## Source excerpt
┄┄┄┄┄┄┄┄┄┄
Whether it's considered a very good idea by certain retail vendors, in Canada MAP is illegal. In 2007 the US Supreme Court overturned a law regarding minimum resale pricing that had been in place for 100 years, which ironically is the same year that Hagen introduced their MAP program in the USA. As many US based companies have already found out, this does not equate to ALL retail price agreements in the USA being legal either. It's a slippery slope, and legally a very complicated one.

Law Firm Of Pepper Hamilton LLP | U.S. Supreme Court Overturns 100-Year-Old Rule Making Minimum Resale Price Agreements Automatically Illegal

One of the key reasons that Hagen states as to why a retailer should partner with them ......



> "Structured pricing. With our new Internet strategy taking effect this spring to close the gap between your business and online pricing of Hagen products, we are committed to maintaining the price integrity of our brands."


https://www.hagendealerdirect.com/hagen/do/public?template=tmpl-about-hagen&page=why-partner

In Canada, controlling prices by a manufacturer/supplier falls under "Price Maintenance" under Section 76 of the Competition Act, which in brief states;



> "Price maintenance may occur when a supplier prevents a customer from selling a product below a minimum price by means of a threat, promise or agreement. It may also occur when a supplier refuses to supply a customer or otherwise discriminates against them because of their low pricing policy."


Do these types of minimum price agreements take place in Canada by some companies? Yes. Are they legal? Absolutely not.

This is exactly why the term MSRP is used by many Canadian suppliers. Manufacturers "Suggested" Retail Price. Suggested, not enforced with an iron hand.

In Canada neither a manufacturer nor a supplier of a manufacturers goods, can legally dictate retail prices of those goods. There are a few exceptions to this rule, but those exceptions are limited in scope, and very precise. The bottom line is, the Competition Bureau in Canada not only considers, but clearly states;


> "that low prices are usually a good indication of vigorous competition."
┄┄┄┄┄┄┄┄┄┄
## Dataset content
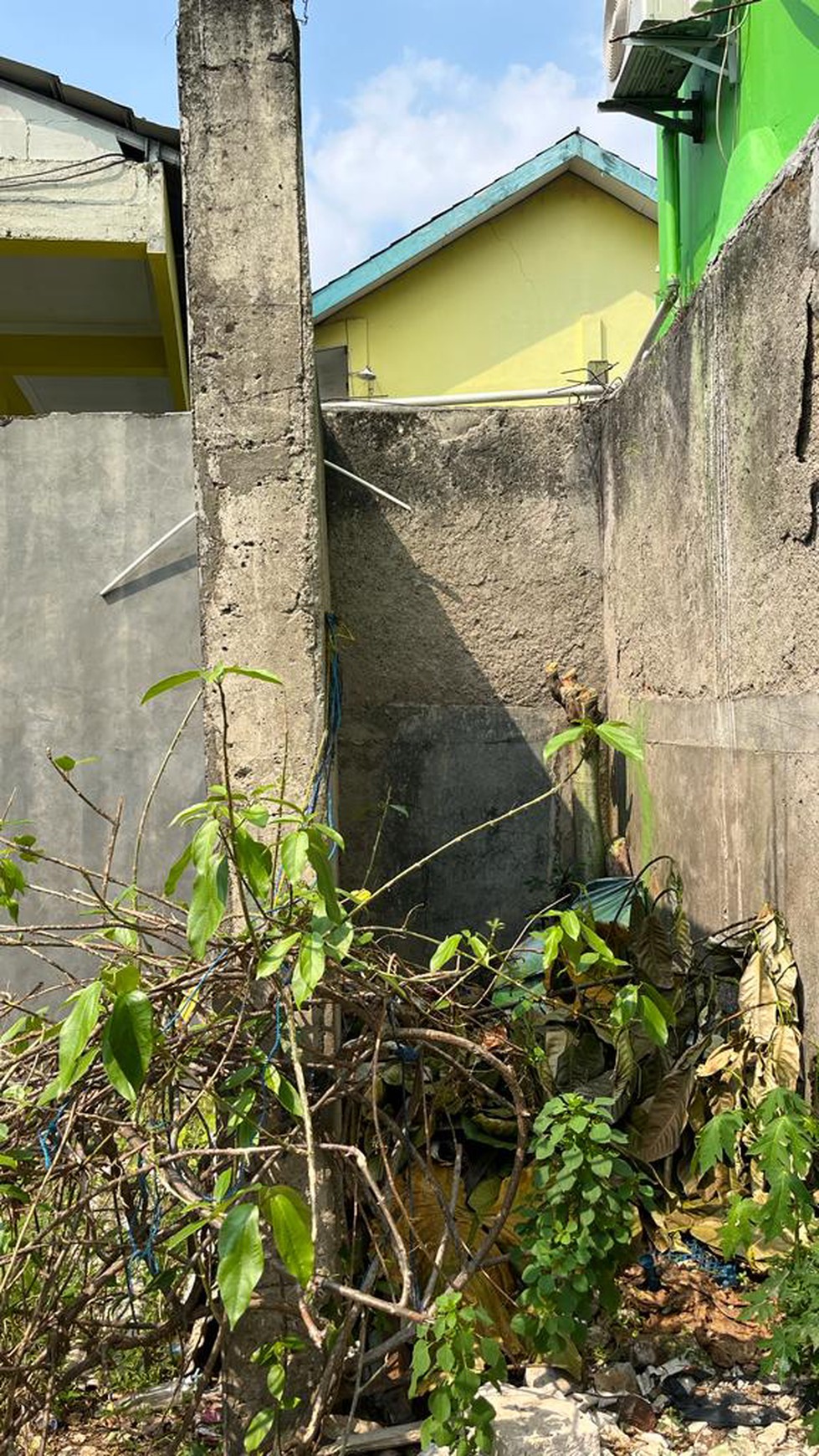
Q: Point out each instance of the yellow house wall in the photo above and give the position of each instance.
┄┄┄┄┄┄┄┄┄┄
Reproduce the passage of the price maintenance post between "In Canada, controlling" and "legal? Absolutely not.", inclusive. Work only from the post about price maintenance in Canada, not from the data.

In Canada, controlling prices by a manufacturer/supplier falls under "Price Maintenance" under Section 76 of the Competition Act, which in brief states;



> "Price maintenance may occur when a supplier prevents a customer from selling a product below a minimum price by means of a threat, promise or agreement. It may also occur when a supplier refuses to supply a customer or otherwise discriminates against them because of their low pricing policy."


Do these types of minimum price agreements take place in Canada by some companies? Yes. Are they legal? Absolutely not.